▸ TO DO: Copy each line below without leaving any out.

▸ AVAILABLE RECORDS:

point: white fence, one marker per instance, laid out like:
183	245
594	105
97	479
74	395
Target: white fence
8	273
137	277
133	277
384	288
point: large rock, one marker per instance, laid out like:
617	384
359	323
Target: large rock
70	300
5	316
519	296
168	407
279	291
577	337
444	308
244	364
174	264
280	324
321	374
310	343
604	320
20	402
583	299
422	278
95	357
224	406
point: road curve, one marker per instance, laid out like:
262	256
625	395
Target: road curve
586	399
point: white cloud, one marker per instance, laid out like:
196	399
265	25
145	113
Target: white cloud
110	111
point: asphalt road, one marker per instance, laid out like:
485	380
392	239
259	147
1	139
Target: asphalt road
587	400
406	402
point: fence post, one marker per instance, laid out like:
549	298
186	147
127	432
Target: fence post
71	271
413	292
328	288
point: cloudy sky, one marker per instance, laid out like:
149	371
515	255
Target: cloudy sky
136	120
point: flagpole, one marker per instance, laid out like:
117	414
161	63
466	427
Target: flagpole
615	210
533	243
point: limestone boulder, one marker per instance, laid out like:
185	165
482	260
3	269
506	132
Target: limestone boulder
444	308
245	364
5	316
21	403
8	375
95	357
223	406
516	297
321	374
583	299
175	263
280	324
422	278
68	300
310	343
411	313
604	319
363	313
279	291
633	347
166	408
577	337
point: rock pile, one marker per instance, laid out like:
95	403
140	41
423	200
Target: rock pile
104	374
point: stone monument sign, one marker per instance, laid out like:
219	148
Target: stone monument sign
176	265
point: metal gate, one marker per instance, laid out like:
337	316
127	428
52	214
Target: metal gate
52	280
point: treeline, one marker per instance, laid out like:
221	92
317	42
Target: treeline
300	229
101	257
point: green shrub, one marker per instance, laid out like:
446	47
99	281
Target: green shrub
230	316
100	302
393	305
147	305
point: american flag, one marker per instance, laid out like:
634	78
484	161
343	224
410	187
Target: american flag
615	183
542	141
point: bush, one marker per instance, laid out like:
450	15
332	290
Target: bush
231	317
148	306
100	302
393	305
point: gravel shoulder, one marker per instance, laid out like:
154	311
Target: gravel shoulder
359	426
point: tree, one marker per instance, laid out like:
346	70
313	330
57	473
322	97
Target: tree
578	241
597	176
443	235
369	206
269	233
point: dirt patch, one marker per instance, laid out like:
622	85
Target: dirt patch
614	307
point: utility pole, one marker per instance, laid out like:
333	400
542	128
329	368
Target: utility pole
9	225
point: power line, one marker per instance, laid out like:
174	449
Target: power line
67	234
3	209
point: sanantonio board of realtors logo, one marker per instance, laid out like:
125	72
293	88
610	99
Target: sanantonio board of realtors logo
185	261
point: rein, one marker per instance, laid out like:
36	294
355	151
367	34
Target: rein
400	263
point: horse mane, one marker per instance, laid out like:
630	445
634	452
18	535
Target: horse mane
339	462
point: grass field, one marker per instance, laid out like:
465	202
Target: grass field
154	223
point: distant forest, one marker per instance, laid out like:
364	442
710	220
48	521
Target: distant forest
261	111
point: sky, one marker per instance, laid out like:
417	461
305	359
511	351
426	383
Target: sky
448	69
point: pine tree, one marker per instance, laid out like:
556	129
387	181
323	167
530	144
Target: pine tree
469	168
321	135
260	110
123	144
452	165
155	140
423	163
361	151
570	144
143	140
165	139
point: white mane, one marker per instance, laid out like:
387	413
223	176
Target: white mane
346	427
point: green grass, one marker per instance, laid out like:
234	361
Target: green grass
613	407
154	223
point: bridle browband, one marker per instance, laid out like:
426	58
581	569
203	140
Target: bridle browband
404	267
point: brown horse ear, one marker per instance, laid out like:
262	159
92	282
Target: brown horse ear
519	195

▸ ANSWER TO THIS PROBLEM:
point: white fence, one marker per instance, laid out like:
183	245
594	105
97	479
74	395
Target: white fence
8	273
137	277
133	277
384	288
point: large rock, one marker per instance, laid out like:
617	384
359	323
Target: large rock
70	300
5	316
519	296
168	407
279	291
577	337
444	308
244	364
174	264
280	324
321	374
310	343
604	320
20	402
583	299
422	278
95	357
224	406
point: road curve, one marker per instance, laid out like:
262	256
625	395
Target: road curve
586	399
point: white cloud, one marker per instance, laid out like:
196	399
265	25
145	113
Target: white cloud
110	111
point: asphalt road, one marker per instance, laid out like:
485	380
392	239
259	147
1	139
Target: asphalt road
587	400
406	402
point: fence post, one marker per instance, laid out like:
549	298
186	147
127	432
Target: fence post
71	271
413	292
328	288
point: cloudy sky, one marker per instance, laid out like:
149	371
515	255
Target: cloudy sky
136	120
point: flagpole, one marker per instance, laid out like:
117	414
161	63
466	427
Target: flagpole
615	210
533	243
point: limestone boulder, one marker per instance, laid out like:
185	165
482	260
3	269
506	132
Target: limestone boulder
444	308
245	364
5	316
21	403
8	375
95	357
223	406
516	297
321	374
583	299
175	263
280	324
422	278
68	300
310	343
411	313
604	319
363	313
279	291
633	347
166	408
577	337
point: rock pile, one marker per instance, laid out like:
95	403
140	41
423	200
Target: rock pile
104	374
point: stone monument sign, one marker per instance, laid out like:
219	148
Target: stone monument sign
176	265
point: metal gate, one marker per instance, laid out like:
337	316
127	428
52	214
Target: metal gate
52	280
point: treeline, one marker per instance, laid out like:
221	92
317	42
Target: treeline
300	229
101	257
point: green shrub, one marker per instance, laid out like:
446	47
99	281
Target: green shrub
230	316
100	302
393	305
147	305
point: american flag, one marker per instance, laid out like:
634	78
484	161
343	224
410	187
Target: american flag
615	183
542	141
point: bush, one marker per instance, laid out like:
450	15
332	290
Target: bush
231	317
148	306
100	302
393	305
point: gravel shoulder, one marker per instance, laid out like:
154	311
Target: gravel shoulder
359	426
point: tree, one marker per instance, laid out like:
346	70
313	330
57	473
322	97
Target: tree
578	241
597	176
443	235
369	206
269	233
point: dirt patch, one marker per instance, laid out like:
622	85
Target: dirt patch
614	307
point: utility pole, one marker per instance, laid out like:
333	400
542	128
329	368
Target: utility pole
9	225
point: power line, one marker per instance, laid out like:
174	449
Target: power line
67	234
3	209
point: sanantonio board of realtors logo, one marker per instance, laid out like:
125	72
293	88
610	99
Target: sanantonio board of realtors logo
185	261
point: rein, one marker per instance, laid out like:
36	294
355	151
367	34
Target: rein
400	263
point: horse mane, one marker per instance, laid out like:
630	445
634	452
18	535
Target: horse mane
339	462
point: grass field, one marker per instance, laid out like:
465	202
Target: grass field
154	223
point: distant forest, one marker per instance, laid out like:
364	442
710	220
48	521
Target: distant forest
261	111
point: sky, one marker per instance, laid out like:
417	461
305	359
511	351
426	383
Target: sky
448	69
point: pine tree, one marker per instance, laid out like:
556	129
387	181
323	167
530	144
Target: pine tree
469	168
321	135
260	110
123	144
452	165
155	140
423	163
361	151
570	144
143	140
165	139
point: white mane, one marker per instance, laid out like:
387	413
223	176
Target: white mane
346	427
point: green grass, one marker per instance, laid out like:
234	361
Target: green grass
613	407
154	223
point: bridle browband, one marker per instance, laid out like:
426	58
581	569
203	140
Target: bridle browband
404	267
point: brown horse ear, one marker per instance, laid out like:
262	159
92	282
Target: brown horse ear
519	195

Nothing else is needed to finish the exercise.